Darrick J. Wong Oct. 4, 2018, 4:20 a.m. UTC
From: Darrick J. Wong <darrick.wong@oracle.com>

Signed-off-by: Darrick J. Wong <darrick.wong@oracle.com>
---
 .../xfs-data-structures/data_extents.rst           |  337 ++++++++++++++++++++
 .../filesystems/xfs-data-structures/dynamic.rst    |    1 
 2 files changed, 338 insertions(+)
 create mode 100644 Documentation/filesystems/xfs-data-structures/data_extents.rst

Patch
diff mbox series

diff --git a/Documentation/filesystems/xfs-data-structures/data_extents.rst b/Documentation/filesystems/xfs-data-structures/data_extents.rst
new file mode 100644
index 000000000000..a410397e9892
--- /dev/null
+++ b/Documentation/filesystems/xfs-data-structures/data_extents.rst
@@ -0,0 +1,337 @@ 
+.. SPDX-License-Identifier: CC-BY-SA-4.0
+
+Data Extents
+------------
+
+XFS manages space using extents, which are defined as a starting location and
+length. A fork in an XFS inode maps a logical offset to a space extent. This
+enables a file’s extent map to support sparse files (i.e. "holes" in the
+file). A flag is also used to specify if the extent has been preallocated but
+has not yet been written (unwritten extent).
+
+A file can have more than one extent if one chunk of contiguous disk space is
+not available for the file. As a file grows, the XFS space allocator will
+attempt to keep space contiguous and to merge extents. If more than one file
+is being allocated space in the same AG at the same time, multiple extents for
+the files will occur as the extent allocations interleave. The effect of this
+can vary depending on the extent allocator used in the XFS driver.
+
+An extent is 128 bits in size and uses the following packed layout:
+
+.. figure:: images/31.png
+   :alt: Extent record format
+
+   Extent record format
+
+The extent is represented by the xfs\_bmbt\_rec structure which uses a big
+endian format on-disk. In-core management of extents use the xfs\_bmbt\_irec
+structure which is the unpacked version of xfs\_bmbt\_rec:
+
+.. code:: c
+
+    struct xfs_bmbt_irec {
+         xfs_fileoff_t             br_startoff;
+         xfs_fsblock_t             br_startblock;
+         xfs_filblks_t             br_blockcount;
+         xfs_exntst_t              br_state;
+    };
+
+**br\_startoff**
+    Logical block offset of this mapping.

* **Exercise task a**:
Copy the part of the XFS data extents patch that starts with "Darrick J. Wong Oct." and goes on through "changed, 338 insertions(+)".

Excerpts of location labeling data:
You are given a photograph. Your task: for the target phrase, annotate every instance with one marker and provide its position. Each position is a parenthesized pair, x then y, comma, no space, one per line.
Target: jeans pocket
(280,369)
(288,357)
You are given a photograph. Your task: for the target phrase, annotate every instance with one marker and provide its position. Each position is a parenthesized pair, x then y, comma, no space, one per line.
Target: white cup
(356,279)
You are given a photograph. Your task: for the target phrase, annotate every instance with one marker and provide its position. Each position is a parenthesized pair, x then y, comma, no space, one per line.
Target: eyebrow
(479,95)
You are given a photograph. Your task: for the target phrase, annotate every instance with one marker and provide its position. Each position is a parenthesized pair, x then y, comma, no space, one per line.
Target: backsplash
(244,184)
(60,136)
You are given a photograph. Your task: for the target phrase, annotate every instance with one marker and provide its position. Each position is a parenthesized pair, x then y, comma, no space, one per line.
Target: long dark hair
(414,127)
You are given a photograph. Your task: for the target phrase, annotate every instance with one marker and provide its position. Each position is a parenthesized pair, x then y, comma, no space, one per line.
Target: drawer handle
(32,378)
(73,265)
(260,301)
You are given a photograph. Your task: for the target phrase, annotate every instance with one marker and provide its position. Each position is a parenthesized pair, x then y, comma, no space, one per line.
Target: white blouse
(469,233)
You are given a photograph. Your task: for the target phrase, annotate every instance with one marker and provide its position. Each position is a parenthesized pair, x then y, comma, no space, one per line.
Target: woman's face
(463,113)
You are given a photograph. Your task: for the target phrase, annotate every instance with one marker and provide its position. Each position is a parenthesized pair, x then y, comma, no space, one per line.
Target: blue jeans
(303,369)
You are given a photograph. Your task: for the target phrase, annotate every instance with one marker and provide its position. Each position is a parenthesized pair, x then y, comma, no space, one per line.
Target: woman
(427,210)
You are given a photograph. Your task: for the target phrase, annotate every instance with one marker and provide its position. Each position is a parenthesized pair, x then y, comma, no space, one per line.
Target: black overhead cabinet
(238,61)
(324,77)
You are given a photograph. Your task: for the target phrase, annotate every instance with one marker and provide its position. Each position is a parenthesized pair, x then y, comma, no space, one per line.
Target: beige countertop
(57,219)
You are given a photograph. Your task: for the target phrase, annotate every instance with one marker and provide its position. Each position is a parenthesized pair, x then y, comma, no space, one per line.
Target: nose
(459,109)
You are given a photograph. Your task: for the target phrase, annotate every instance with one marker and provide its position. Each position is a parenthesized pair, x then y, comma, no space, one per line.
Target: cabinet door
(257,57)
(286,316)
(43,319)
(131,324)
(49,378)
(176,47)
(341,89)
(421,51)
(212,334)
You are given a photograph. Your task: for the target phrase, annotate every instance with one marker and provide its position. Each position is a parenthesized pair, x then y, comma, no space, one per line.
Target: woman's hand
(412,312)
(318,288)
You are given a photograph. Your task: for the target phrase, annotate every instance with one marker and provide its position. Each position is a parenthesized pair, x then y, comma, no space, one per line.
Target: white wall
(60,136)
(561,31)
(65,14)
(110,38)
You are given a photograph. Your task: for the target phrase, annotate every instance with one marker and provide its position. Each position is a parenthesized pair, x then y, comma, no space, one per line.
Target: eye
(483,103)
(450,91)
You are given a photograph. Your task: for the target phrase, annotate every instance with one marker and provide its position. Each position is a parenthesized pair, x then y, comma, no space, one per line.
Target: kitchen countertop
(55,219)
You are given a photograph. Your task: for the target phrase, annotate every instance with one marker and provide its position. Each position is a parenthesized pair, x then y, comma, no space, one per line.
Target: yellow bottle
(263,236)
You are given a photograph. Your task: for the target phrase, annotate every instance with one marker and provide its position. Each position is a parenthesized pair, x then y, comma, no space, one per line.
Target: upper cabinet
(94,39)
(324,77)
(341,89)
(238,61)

...

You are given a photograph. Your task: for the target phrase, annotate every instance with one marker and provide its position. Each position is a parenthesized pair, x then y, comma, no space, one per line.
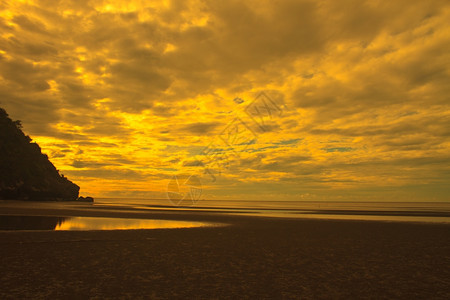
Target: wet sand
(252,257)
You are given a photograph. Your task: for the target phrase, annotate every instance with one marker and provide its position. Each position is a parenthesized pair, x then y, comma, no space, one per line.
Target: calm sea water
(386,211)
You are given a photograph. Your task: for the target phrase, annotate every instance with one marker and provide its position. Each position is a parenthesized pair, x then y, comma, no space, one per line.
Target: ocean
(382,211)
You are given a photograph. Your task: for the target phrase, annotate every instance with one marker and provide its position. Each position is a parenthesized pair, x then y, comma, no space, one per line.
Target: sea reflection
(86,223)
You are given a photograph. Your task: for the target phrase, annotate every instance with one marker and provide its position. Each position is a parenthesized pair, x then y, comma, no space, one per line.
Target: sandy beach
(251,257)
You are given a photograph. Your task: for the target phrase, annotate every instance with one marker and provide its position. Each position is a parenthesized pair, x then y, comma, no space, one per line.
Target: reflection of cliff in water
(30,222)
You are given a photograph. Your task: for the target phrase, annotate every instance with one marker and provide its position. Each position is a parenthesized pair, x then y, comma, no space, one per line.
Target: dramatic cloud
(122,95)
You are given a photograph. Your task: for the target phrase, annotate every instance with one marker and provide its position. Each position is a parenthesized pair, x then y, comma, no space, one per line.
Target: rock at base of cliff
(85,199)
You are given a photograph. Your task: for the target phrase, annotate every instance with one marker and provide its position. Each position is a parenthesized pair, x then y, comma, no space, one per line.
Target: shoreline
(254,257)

* **Exercise task b**:
How many lines of the records contain the word "countertop"? Reply with only the number.

* **Full solution a**:
Darrick J. Wong Oct. 4, 2018, 4:20 a.m. UTC
From: Darrick J. Wong <darrick.wong@oracle.com>

Signed-off-by: Darrick J. Wong <darrick.wong@oracle.com>
---
 .../xfs-data-structures/data_extents.rst           |  337 ++++++++++++++++++++
 .../filesystems/xfs-data-structures/dynamic.rst    |    1 
 2 files changed, 338 insertions(+)

* **Full solution b**:
2